Directions for this task =
Revise the records below, replacing "instance" with "occurrence" everywhere and keeping everything else the same. Leave out the pictures.

--- START OF The input ---

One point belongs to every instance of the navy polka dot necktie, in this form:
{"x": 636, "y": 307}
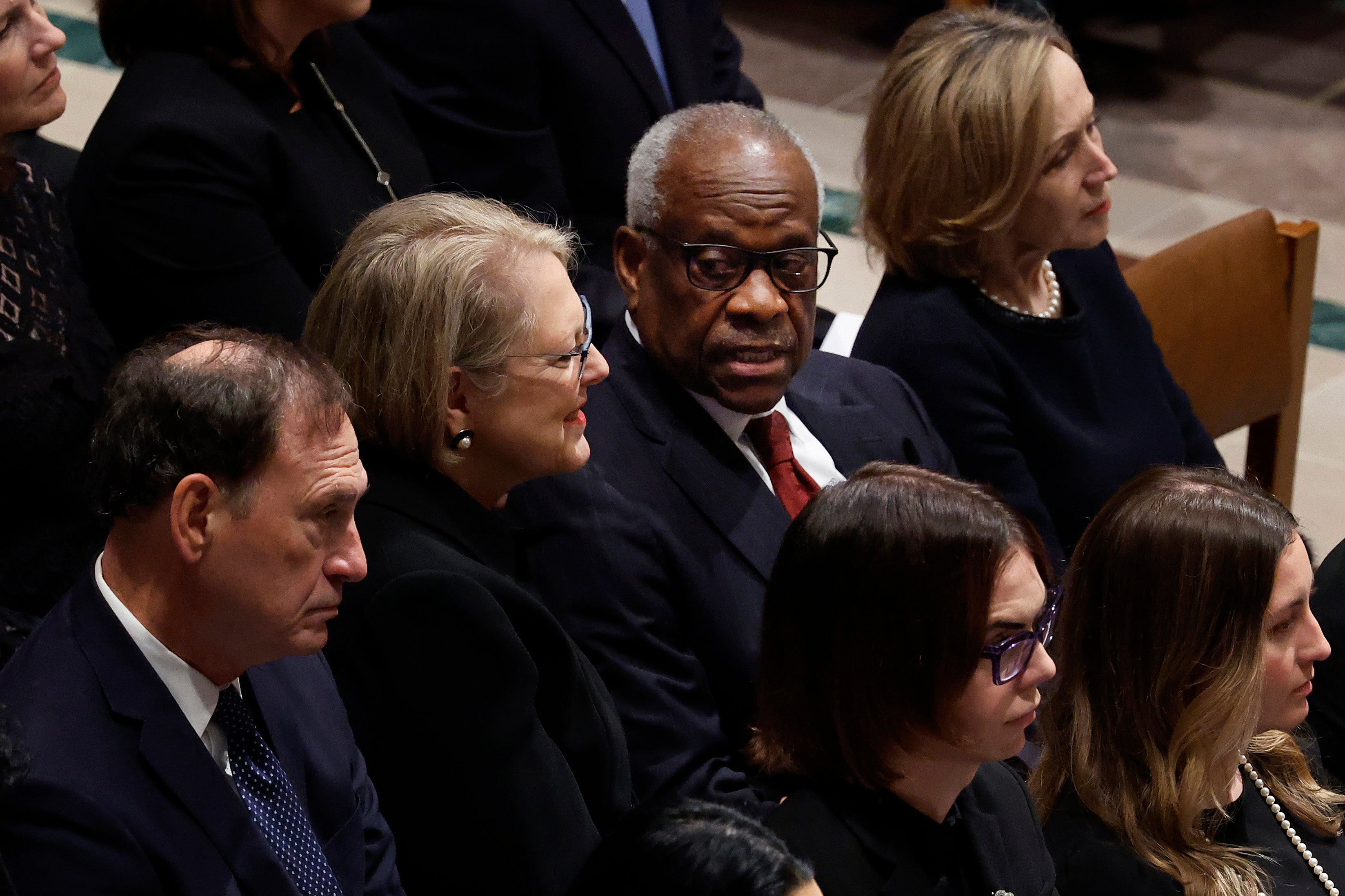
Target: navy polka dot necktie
{"x": 271, "y": 800}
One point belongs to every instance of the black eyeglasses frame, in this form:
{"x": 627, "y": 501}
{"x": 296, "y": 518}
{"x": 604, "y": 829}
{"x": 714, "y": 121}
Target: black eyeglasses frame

--- END OF The input ---

The completed task =
One point belongs to every occurrence of the navy polka dot necktie, in this form:
{"x": 636, "y": 307}
Target: navy polka dot necktie
{"x": 271, "y": 800}
One point belongs to every occurrence of the black eyeglasses frame, in this form:
{"x": 627, "y": 501}
{"x": 296, "y": 518}
{"x": 604, "y": 829}
{"x": 714, "y": 121}
Target: black eyeglasses frame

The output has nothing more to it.